INSTRUCCIONES: Por favor, cuenta cuántas líneas de los datos contienen la cadena "chest", teniendo en cuenta mayúsculas y minúsculas. Responde solo con el número.

|---|

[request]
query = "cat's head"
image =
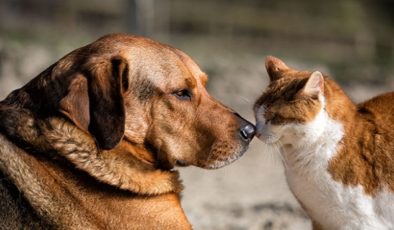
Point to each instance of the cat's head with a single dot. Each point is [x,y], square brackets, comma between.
[291,110]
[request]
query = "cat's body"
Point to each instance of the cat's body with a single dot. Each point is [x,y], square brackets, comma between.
[339,157]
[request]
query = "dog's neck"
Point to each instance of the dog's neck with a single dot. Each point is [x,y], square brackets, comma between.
[127,166]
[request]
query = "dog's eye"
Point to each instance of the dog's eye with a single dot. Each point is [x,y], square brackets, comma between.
[183,94]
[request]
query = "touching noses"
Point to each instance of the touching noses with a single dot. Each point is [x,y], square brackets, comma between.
[247,129]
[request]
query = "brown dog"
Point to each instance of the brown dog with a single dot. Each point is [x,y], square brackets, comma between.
[90,143]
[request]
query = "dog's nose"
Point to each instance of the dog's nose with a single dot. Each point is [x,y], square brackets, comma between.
[247,130]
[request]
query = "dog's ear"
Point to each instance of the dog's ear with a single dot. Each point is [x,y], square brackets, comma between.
[94,101]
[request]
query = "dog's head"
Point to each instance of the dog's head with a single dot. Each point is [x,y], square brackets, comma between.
[147,93]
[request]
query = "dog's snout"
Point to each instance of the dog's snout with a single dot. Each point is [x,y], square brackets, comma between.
[247,130]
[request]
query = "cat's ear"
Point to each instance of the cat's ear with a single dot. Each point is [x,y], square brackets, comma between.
[275,67]
[315,84]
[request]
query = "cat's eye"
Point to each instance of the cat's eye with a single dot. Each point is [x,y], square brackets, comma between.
[184,94]
[275,120]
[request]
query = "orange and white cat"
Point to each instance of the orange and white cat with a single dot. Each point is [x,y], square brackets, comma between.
[338,156]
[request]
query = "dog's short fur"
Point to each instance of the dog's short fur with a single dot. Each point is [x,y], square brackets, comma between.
[91,142]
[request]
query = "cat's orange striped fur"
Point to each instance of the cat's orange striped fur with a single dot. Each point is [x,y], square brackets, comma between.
[339,156]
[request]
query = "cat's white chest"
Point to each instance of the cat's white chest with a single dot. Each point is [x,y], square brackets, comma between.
[330,203]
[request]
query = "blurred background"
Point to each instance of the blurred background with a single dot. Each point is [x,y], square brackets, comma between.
[351,40]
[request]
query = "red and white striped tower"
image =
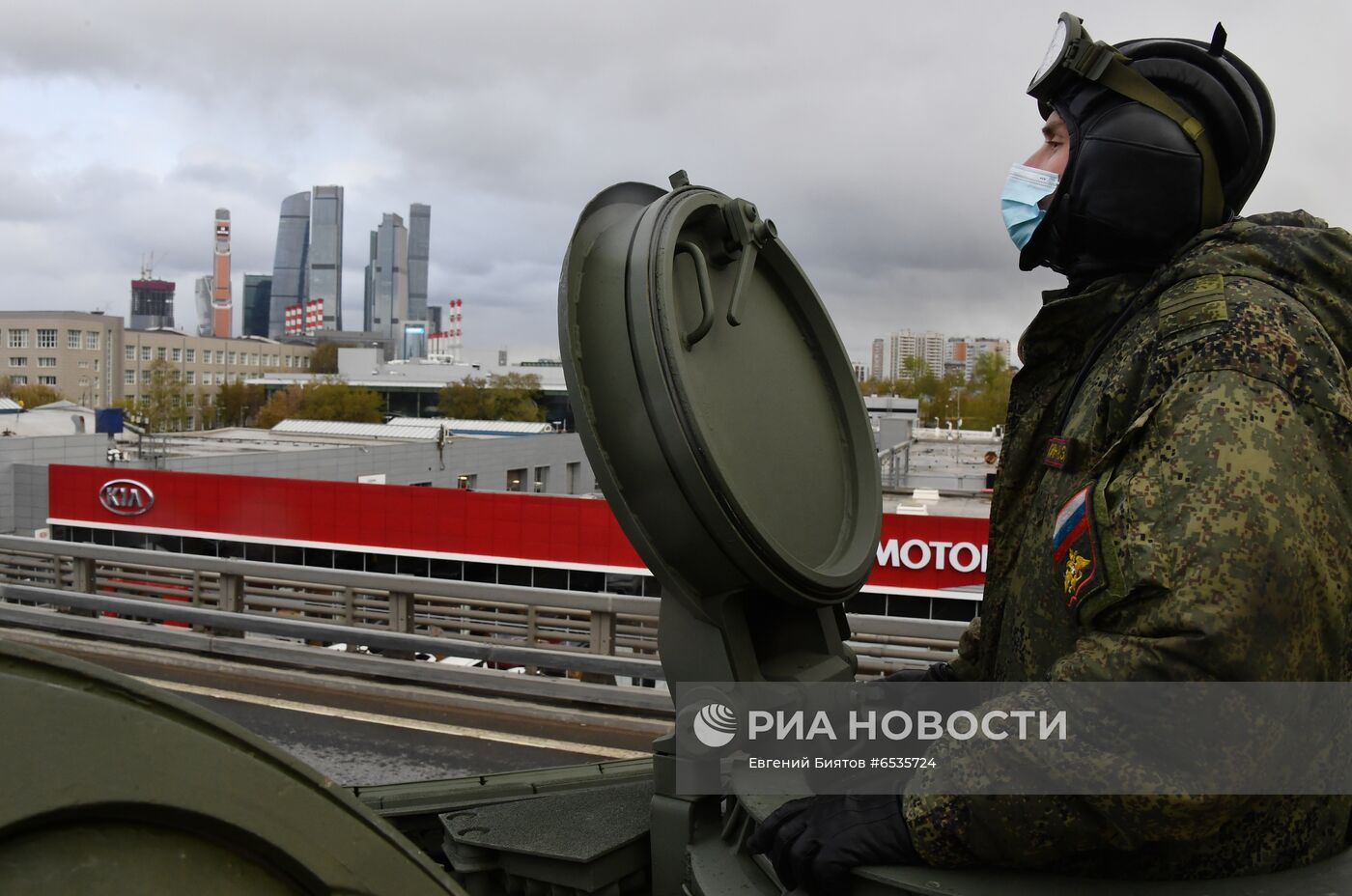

|---|

TAREA RESUELTA: 2